ESERCIZI:
1. Secondo l'estratto, quanti voti ha raccolto Roberto Bardelli?
2. Per favore, riporta il passo dell'estratto che comincia con "Sentenza che ha" e finisce con "per le candidature.".

Non sono presentabili
e tuttavia ritornano a frotte
di
Sergio Rizzo - L'Espresso
ROMA -
Prevedendo sfracelli, il vicesegretario della Lega Roberto Vannacci
l’aveva messo in lista ad Arezzo. Ma serviva un miracolo. Per quanto impegno Bardelli
Roberto detto «Breda» avesse profuso in campagna elettorale, ha raccattato
solo 298 voti. Il tracollo della Lega in Toscana, dove il partito di Matteo
Salvini in versione «Mondo al contrario» ha perso 300 mila voti, ovvero
quasi l’85 per cento di quelli incassati alle Regionali del 2020, non l’ha
risparmiato. Così non avrebbe fatto meglio Roberto Bardelli a lasciar perdere,
come aveva suggerito la commissione parlamentare Antimafia?
Sempre che in questo caso, naturalmente, «suggerimento» sia un termine
appropriato. Per l’Antimafia presieduta dalla deputata di Fratelli d’Italia Chiara
Colosimo, il leghista Bardelli Roberto, aretino, classe 1972, era un «impresentabile».
L’unico ritenuto tale fra tutti i candidati alle elezioni regionali della
Toscana del 12 e 13 ottobre 2025. Motivazione? La condanna in primo grado a
un anno subita per la vicenda della municipalizzata Coingas.
Sentenza che ha pure causato, ai sensi della legge Severino, la sua sospensione
dal consiglio comunale di Arezzo decisa dal prefetto. Bardelli però non ci sta
ad essere bollato con quel termine infamante. Alla “Nazione” dice che la sua
fedina penale è immacolata, e comunque la condanna è già prescritta. Di
conseguenza, non vede perché debba rinunciare. È una questione di principio.
La storia
degli «impresentabili» nasce al tramonto della cosiddetta Prima Repubblica,
durante l’ultimo governo di Giulio Andreotti. All’inizio del 1991, la
commissione Antimafia guidata allora dal pidiessino ex Pci Gerardo
Chiaromonte approva un codice di autoregolamentazione per le candidature.
Meglio sarebbe una legge, ma si aggirerebbe con difficoltà. Perciò si ripiega
su un codice. Anche se, come vedremo, del tutto inutile.

RIGHE FORNITE:
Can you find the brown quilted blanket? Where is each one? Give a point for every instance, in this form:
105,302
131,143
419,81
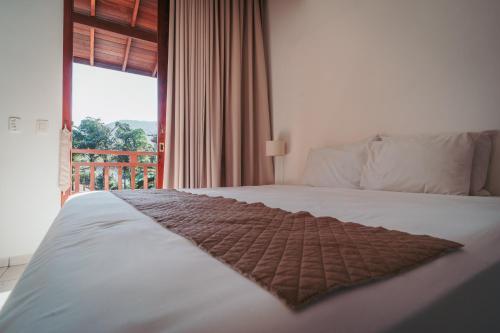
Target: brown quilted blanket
295,256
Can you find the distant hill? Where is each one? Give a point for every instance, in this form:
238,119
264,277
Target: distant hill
150,127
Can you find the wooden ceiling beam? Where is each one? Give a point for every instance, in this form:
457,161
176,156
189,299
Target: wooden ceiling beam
134,13
129,39
92,46
92,35
127,51
116,28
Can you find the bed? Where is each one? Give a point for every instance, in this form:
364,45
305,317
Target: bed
106,267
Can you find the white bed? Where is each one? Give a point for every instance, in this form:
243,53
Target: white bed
105,267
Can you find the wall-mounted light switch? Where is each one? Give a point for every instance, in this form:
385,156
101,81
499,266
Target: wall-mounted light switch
14,124
42,126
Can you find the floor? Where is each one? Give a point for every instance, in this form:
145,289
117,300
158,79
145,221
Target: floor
8,279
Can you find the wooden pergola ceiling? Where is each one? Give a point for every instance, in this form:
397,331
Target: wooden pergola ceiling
116,34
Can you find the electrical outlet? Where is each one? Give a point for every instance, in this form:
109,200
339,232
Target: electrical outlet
14,124
42,126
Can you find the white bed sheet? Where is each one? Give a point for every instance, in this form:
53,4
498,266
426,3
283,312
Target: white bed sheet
105,267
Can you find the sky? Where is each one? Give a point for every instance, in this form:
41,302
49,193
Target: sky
112,95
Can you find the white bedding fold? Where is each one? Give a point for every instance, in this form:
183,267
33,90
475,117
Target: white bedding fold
105,267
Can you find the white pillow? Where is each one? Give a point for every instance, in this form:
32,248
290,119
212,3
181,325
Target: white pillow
336,167
483,142
426,164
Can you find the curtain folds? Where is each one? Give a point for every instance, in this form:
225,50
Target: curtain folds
218,115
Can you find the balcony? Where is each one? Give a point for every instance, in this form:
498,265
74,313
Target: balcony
94,169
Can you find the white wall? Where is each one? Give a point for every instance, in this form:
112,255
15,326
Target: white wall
345,69
30,88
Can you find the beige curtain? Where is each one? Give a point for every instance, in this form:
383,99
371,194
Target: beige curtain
217,95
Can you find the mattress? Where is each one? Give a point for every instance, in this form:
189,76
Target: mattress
105,267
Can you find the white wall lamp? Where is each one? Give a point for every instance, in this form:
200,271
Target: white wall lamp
276,148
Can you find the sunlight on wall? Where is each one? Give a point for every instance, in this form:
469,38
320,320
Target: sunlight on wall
112,95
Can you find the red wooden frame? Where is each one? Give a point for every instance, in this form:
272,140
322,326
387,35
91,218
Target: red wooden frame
163,14
162,38
67,72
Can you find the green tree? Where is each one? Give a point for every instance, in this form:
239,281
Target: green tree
92,133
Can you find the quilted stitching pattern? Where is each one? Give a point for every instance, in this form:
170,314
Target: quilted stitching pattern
295,256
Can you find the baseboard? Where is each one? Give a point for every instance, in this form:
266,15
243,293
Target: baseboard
15,260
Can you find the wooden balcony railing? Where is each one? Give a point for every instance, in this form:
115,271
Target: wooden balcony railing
101,166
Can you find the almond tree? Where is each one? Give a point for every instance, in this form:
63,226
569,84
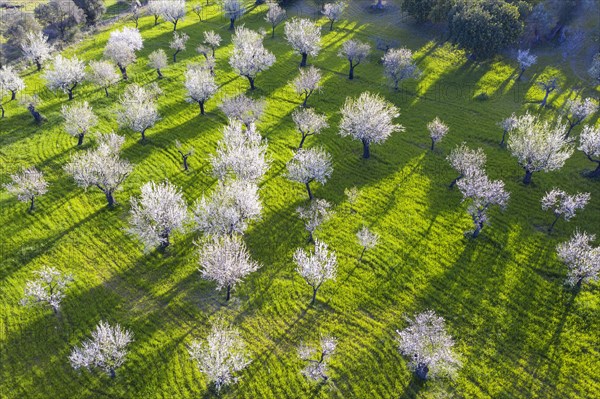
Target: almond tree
79,120
158,60
65,74
178,43
563,204
106,350
157,214
333,12
27,185
229,209
103,74
101,167
589,144
482,193
11,81
221,356
304,36
508,125
314,214
549,85
428,346
233,9
317,359
121,48
316,267
577,110
308,123
200,85
275,15
398,65
355,52
437,131
369,118
307,82
582,260
310,165
539,145
525,60
466,162
172,11
243,109
367,240
139,111
241,154
36,48
47,289
226,261
249,56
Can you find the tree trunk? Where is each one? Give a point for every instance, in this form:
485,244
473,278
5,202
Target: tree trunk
553,223
422,370
304,58
527,178
366,149
310,196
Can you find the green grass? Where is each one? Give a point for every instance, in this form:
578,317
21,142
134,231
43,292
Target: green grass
519,332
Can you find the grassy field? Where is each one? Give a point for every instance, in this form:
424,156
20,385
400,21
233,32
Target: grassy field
519,332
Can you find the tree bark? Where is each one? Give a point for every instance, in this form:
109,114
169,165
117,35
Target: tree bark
527,178
304,58
310,196
366,149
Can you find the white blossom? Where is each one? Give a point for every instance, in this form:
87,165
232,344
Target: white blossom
369,118
437,131
307,82
221,356
226,261
103,74
138,110
249,56
157,214
27,185
36,48
101,167
316,267
275,15
79,119
47,289
229,209
355,52
333,11
200,86
308,123
314,214
310,165
106,350
428,346
582,260
241,154
398,65
178,43
317,360
304,36
589,144
65,74
121,48
539,145
563,204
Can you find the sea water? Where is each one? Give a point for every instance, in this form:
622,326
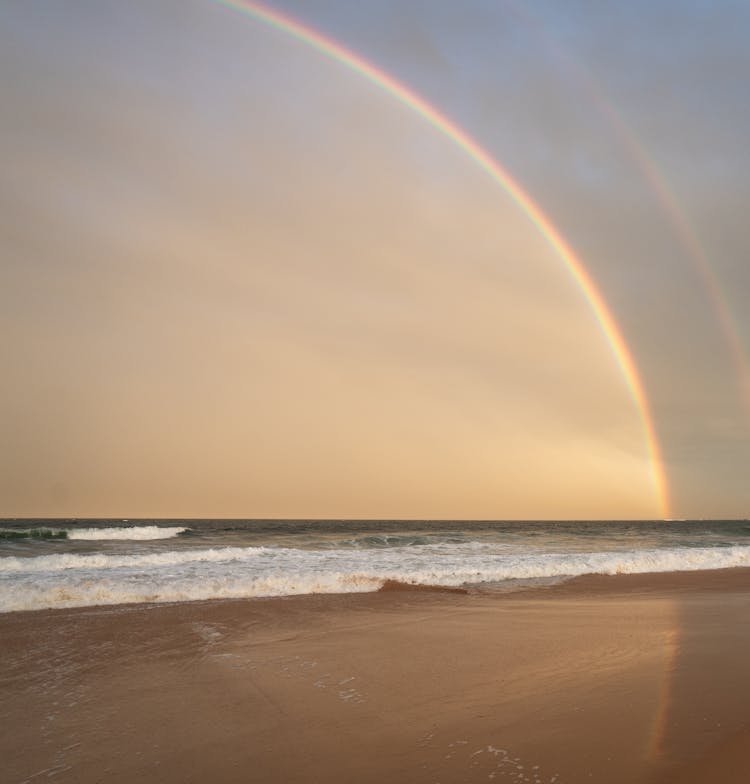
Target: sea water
73,563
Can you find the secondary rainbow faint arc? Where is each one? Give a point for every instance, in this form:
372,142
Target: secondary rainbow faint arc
439,121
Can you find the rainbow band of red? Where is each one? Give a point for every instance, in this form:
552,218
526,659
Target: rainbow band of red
440,122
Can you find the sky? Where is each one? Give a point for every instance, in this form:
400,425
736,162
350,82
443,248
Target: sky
238,279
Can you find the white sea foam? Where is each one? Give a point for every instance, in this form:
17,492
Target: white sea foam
136,532
71,580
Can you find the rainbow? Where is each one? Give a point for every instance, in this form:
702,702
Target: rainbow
665,197
484,160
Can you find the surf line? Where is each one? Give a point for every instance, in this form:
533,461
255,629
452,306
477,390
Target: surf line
335,51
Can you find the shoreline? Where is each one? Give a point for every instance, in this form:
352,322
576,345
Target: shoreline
622,678
687,580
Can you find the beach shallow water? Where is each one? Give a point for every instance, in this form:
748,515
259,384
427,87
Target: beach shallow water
625,678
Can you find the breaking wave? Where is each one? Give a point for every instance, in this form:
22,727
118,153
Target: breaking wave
73,580
140,532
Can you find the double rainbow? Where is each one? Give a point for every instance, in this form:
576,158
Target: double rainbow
482,158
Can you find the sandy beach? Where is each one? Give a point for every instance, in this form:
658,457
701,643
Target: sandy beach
630,678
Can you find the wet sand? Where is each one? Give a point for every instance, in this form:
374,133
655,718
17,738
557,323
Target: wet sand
637,678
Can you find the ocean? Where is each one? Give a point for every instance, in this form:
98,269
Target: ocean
77,563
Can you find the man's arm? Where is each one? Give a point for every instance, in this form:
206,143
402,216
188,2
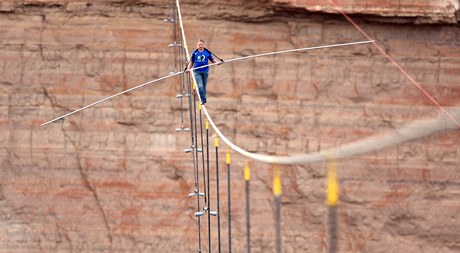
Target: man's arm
190,66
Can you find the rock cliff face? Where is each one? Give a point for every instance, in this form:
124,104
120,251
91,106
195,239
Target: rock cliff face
114,178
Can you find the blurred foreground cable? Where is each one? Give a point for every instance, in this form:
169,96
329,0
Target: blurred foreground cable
229,204
332,203
277,195
248,208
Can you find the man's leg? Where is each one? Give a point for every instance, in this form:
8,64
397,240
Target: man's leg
199,83
204,75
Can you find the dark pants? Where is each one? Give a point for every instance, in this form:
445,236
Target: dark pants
201,81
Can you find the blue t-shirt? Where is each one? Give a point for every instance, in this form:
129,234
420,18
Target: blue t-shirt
201,59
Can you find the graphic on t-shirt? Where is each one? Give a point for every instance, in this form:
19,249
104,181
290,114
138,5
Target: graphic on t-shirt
201,58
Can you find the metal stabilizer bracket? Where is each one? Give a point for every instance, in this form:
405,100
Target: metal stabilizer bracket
182,128
182,95
201,194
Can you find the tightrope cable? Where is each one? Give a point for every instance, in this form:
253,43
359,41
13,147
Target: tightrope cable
396,64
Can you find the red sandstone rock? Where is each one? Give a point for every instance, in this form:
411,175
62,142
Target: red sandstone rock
115,178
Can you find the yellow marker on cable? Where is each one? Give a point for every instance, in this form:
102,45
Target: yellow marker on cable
247,174
228,157
332,183
276,181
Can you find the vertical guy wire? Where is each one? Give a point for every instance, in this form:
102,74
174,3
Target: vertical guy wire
209,197
332,203
202,158
277,195
248,208
218,194
229,204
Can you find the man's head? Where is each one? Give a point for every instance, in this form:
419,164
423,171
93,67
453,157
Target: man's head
200,45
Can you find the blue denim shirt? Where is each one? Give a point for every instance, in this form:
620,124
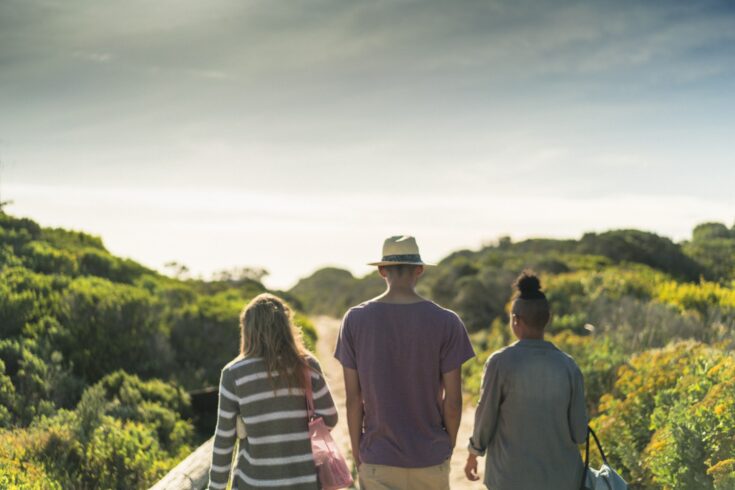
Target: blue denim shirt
530,418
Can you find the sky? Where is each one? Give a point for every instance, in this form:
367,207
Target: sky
295,135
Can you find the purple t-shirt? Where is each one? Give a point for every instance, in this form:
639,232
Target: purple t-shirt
400,352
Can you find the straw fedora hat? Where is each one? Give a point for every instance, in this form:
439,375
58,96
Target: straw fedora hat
401,249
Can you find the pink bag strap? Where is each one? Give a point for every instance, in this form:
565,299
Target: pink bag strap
308,391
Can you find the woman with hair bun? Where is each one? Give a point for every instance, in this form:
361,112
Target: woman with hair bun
531,414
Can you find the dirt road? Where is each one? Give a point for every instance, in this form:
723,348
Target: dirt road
328,329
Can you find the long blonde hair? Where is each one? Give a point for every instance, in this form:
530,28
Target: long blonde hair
267,330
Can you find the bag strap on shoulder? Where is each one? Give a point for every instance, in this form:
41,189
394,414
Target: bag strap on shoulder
591,432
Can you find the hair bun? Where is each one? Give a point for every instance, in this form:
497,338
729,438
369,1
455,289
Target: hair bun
529,286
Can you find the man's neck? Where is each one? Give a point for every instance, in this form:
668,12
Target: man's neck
400,294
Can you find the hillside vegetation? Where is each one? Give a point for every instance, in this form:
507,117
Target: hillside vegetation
97,354
651,323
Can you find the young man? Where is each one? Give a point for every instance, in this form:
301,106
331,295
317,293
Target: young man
402,356
531,414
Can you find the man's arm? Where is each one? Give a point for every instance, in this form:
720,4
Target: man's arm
452,403
354,410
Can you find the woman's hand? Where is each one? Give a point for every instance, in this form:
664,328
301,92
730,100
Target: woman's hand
470,468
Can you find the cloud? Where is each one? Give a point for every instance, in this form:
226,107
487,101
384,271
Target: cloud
93,56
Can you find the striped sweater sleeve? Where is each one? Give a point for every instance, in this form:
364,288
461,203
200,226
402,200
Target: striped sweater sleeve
323,402
225,434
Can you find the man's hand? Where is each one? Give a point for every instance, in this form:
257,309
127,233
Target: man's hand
470,469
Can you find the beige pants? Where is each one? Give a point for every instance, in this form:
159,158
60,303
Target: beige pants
381,477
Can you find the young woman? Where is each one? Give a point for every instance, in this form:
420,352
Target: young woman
264,387
531,415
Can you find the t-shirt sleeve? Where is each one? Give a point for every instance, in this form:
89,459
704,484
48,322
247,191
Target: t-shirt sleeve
457,348
344,352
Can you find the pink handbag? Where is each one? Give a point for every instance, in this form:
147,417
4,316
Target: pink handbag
331,467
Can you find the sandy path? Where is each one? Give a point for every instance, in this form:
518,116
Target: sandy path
328,328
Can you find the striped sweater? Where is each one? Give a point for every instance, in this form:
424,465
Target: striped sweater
276,453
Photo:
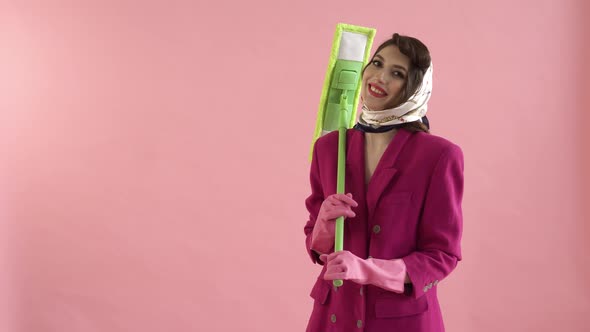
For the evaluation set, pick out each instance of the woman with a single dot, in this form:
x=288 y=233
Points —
x=403 y=214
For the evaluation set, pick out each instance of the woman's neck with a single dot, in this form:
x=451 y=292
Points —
x=380 y=140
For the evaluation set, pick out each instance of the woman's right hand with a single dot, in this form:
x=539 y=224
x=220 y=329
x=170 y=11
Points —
x=334 y=206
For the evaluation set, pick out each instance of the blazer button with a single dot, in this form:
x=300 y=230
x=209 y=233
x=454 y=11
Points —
x=376 y=229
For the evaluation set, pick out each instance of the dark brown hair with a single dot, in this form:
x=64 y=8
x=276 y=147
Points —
x=420 y=59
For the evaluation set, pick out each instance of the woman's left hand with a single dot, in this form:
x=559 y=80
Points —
x=344 y=265
x=388 y=274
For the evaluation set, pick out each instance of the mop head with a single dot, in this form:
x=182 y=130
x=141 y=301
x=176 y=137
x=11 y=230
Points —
x=350 y=52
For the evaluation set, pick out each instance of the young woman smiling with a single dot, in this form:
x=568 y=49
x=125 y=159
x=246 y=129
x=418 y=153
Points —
x=404 y=187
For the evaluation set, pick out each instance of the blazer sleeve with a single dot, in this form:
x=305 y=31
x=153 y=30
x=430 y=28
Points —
x=440 y=226
x=313 y=204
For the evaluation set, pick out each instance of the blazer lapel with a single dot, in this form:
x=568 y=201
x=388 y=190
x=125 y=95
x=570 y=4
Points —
x=355 y=165
x=385 y=170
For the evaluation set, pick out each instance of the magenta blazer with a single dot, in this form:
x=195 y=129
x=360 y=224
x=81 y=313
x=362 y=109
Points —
x=411 y=209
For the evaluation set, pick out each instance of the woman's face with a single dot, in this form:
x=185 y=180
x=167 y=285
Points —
x=384 y=78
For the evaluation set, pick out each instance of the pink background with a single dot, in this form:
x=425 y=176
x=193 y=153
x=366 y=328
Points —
x=154 y=159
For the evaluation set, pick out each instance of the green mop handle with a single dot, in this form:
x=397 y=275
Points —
x=339 y=236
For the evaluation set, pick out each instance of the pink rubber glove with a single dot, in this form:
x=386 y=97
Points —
x=334 y=206
x=383 y=273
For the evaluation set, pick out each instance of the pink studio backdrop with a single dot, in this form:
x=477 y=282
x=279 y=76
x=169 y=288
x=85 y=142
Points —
x=154 y=160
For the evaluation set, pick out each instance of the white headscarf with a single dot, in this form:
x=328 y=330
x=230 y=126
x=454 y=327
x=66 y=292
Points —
x=412 y=110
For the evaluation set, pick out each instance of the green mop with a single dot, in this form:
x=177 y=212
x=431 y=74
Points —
x=337 y=111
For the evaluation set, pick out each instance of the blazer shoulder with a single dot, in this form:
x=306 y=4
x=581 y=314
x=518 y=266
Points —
x=435 y=143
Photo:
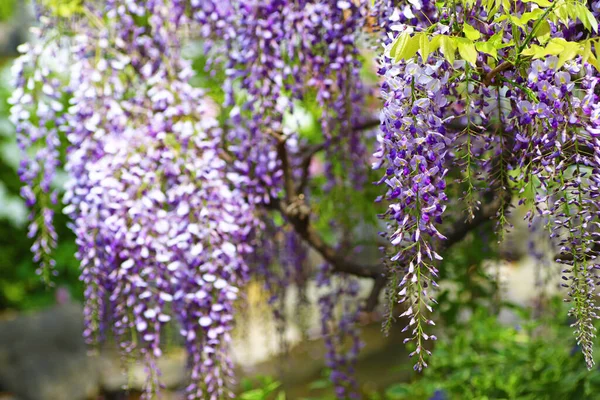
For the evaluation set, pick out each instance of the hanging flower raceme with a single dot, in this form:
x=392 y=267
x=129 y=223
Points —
x=511 y=118
x=160 y=230
x=37 y=111
x=555 y=127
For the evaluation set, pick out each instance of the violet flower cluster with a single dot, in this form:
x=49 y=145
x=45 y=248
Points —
x=37 y=112
x=161 y=231
x=531 y=130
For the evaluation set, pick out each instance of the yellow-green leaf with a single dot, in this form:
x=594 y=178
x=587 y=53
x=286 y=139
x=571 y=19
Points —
x=470 y=32
x=399 y=41
x=424 y=46
x=434 y=44
x=542 y=33
x=466 y=49
x=487 y=48
x=408 y=51
x=448 y=47
x=594 y=61
x=531 y=15
x=541 y=3
x=569 y=52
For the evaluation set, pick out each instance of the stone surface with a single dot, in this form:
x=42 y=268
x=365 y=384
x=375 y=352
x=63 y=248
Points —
x=43 y=356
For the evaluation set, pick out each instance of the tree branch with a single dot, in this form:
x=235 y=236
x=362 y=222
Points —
x=311 y=151
x=487 y=80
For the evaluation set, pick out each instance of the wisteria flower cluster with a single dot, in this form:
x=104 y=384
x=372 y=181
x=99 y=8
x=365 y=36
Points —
x=174 y=197
x=513 y=113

SOLUZIONI:
1. Solo 298 voti.

2.
Sentenza che ha pure causato, ai sensi della legge Severino, la sua sospensione
dal consiglio comunale di Arezzo decisa dal prefetto. Bardelli però non ci sta
ad essere bollato con quel termine infamante. Alla “Nazione” dice che la sua
fedina penale è immacolata, e comunque la condanna è già prescritta. Di
conseguenza, non vede perché debba rinunciare. È una questione di principio.
La storia
degli «impresentabili» nasce al tramonto della cosiddetta Prima Repubblica,
durante l’ultimo governo di Giulio Andreotti. All’inizio del 1991, la
commissione Antimafia guidata allora dal pidiessino ex Pci Gerardo
Chiaromonte approva un codice di autoregolamentazione per le candidature.